● **Short exercise**
Exactly reproduce the line containing "of the person" together with every line after it, through the end of the entries, and give nothing more.

++++ Exercise input ++++

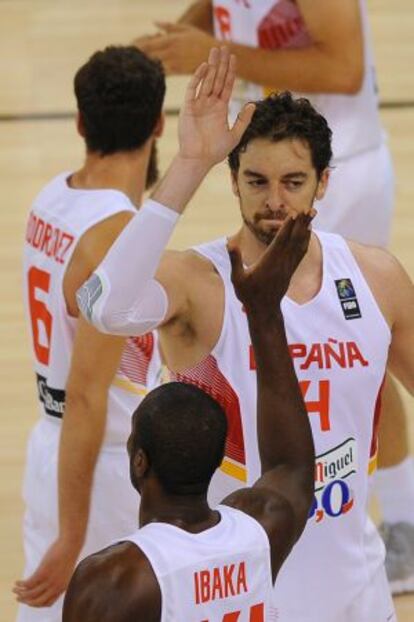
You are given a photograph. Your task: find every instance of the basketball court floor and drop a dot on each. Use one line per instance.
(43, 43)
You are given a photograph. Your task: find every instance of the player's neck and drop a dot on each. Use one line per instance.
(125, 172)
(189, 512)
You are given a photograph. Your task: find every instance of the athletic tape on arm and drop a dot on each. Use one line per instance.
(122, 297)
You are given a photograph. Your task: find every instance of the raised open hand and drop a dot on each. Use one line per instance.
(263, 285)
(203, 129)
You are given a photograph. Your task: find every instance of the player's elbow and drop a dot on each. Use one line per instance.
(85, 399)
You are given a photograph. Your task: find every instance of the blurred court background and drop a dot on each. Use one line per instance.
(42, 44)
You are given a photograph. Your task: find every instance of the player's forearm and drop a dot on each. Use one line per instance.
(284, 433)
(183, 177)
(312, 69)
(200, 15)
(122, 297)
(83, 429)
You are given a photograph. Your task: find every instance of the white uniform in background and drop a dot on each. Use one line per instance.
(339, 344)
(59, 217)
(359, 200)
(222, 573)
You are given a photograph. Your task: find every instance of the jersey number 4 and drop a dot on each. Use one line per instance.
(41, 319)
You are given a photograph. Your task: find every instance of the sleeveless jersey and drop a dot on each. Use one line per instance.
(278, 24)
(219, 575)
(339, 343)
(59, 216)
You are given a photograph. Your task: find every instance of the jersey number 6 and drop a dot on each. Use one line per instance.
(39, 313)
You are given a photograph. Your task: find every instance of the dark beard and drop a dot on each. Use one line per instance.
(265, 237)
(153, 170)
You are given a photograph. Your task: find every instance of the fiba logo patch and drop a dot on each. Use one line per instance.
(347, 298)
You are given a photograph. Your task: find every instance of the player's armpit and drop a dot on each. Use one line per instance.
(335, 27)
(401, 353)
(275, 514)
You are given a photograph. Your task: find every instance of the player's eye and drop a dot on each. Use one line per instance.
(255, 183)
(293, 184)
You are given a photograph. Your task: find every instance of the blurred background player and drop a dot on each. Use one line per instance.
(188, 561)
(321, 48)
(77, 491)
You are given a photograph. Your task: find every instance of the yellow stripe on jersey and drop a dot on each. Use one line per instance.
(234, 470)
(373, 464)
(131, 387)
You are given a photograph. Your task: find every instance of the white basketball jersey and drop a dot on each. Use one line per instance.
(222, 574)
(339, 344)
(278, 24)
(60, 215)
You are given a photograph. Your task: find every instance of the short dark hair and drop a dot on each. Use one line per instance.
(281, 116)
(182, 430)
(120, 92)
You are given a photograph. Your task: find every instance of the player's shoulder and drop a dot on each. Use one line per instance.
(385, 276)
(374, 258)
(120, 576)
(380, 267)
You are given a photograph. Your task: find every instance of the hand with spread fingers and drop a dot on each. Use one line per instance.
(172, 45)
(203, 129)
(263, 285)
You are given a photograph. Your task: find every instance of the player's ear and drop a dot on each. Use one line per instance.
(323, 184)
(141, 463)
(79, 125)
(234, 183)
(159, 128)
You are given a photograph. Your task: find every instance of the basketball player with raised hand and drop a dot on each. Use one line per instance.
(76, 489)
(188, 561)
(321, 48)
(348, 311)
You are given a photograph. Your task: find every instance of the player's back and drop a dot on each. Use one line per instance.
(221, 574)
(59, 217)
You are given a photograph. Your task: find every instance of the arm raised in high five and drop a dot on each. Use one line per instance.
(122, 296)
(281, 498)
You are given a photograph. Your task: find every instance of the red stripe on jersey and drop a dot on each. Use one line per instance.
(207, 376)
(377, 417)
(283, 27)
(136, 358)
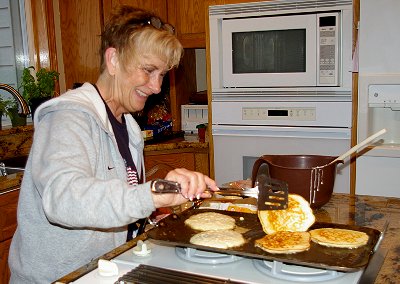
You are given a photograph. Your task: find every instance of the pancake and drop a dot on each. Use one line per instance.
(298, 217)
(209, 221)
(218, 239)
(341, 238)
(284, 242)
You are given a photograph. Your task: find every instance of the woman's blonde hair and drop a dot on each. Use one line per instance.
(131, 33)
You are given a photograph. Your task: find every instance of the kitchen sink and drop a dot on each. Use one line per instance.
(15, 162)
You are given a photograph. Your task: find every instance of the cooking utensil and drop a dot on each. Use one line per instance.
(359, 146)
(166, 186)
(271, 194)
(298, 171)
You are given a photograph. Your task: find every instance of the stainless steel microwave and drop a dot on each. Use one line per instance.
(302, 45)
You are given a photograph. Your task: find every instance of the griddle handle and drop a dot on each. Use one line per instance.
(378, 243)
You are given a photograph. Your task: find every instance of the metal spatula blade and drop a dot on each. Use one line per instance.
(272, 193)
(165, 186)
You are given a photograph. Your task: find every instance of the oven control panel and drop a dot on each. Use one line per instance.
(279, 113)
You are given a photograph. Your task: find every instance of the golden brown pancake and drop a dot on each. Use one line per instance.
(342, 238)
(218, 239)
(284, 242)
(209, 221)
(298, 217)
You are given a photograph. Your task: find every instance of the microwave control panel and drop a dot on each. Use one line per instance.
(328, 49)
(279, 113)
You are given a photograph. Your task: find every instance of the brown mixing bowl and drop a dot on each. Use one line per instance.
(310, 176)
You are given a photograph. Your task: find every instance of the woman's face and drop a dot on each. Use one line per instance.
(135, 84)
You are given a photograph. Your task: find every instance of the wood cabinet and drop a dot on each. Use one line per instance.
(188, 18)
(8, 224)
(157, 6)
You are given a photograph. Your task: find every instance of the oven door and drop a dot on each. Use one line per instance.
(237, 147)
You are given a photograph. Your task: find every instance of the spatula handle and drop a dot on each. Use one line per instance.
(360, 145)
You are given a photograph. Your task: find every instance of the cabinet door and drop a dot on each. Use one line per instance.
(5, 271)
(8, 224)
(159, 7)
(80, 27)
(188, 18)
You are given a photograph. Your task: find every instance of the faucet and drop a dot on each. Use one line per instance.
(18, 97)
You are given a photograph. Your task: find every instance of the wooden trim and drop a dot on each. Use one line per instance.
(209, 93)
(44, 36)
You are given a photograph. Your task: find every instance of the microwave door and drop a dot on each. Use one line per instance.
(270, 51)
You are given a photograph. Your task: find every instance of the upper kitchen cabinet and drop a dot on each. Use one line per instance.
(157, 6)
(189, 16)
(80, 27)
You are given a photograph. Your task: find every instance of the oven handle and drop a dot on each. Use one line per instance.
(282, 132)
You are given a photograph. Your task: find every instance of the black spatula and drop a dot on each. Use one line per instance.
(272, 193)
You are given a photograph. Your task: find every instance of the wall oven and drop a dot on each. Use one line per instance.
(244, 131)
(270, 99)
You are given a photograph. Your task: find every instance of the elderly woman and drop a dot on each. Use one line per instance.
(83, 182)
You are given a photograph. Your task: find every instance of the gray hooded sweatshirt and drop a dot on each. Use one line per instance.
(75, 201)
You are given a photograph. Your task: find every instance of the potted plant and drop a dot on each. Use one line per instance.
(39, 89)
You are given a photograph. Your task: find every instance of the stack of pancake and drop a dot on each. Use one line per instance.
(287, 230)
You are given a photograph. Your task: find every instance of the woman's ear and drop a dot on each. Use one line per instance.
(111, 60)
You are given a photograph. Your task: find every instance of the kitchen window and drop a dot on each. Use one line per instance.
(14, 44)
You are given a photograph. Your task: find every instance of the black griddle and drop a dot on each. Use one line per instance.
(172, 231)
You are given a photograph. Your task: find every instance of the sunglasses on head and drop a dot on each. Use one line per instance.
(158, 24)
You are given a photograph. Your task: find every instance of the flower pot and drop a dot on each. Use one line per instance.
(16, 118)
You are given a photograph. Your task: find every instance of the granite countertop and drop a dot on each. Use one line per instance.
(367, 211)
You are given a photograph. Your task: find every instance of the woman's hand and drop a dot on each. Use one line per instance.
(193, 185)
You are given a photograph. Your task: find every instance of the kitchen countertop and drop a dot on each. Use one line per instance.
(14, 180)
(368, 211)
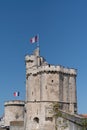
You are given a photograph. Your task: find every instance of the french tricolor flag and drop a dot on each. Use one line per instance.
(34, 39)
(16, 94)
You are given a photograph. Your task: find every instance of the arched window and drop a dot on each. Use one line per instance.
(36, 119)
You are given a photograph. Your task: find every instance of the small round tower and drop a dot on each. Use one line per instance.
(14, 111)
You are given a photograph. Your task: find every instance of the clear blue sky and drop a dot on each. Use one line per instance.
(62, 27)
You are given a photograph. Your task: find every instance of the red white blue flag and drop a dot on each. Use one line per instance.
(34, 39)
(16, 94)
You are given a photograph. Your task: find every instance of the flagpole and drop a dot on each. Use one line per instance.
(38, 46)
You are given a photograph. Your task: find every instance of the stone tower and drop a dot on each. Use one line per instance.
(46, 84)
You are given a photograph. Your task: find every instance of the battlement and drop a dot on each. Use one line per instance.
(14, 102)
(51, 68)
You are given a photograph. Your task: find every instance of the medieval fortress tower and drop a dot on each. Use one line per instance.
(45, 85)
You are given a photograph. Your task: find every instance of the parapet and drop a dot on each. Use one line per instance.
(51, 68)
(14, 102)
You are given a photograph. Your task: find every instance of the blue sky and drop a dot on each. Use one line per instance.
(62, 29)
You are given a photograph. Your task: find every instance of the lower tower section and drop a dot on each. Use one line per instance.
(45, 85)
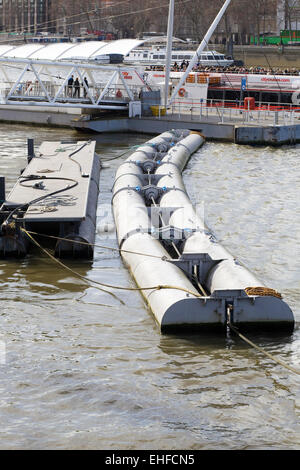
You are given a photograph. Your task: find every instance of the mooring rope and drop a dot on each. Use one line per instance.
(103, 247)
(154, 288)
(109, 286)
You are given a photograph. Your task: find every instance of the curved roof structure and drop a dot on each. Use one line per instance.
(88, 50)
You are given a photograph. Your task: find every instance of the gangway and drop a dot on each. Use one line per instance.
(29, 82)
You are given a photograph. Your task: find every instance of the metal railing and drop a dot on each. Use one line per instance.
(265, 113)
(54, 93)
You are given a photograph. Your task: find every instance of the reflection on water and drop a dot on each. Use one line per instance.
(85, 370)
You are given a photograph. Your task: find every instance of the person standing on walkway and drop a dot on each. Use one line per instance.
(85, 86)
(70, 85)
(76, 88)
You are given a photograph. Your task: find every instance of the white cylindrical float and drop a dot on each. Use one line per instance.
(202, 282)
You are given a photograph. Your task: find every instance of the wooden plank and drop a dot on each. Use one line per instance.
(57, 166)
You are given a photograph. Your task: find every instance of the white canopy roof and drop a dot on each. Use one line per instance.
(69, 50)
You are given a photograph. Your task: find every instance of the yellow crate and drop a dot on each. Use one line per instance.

++++

● **Solution to this problem**
You are given a photograph. Your task: find every instance of the person standing on walkway and drop a dot on each. Use one line per instance.
(85, 86)
(70, 85)
(76, 88)
You are given a photograph. Your task: find every instance of the white cylindrical float and drop a dot on each. Use one line per instance.
(202, 282)
You are given a photograph. Your task: find every instance of the wooden plank and drop a dot on each. Use one line per instance.
(57, 166)
You are given a photograph. Your task: find every instance of the white canopy roof and drop a dot on each. Use one line per instance.
(69, 50)
You are given a photograph. Your task: find every instance of the yellow crate and drop a dot on each. Use one line per instance.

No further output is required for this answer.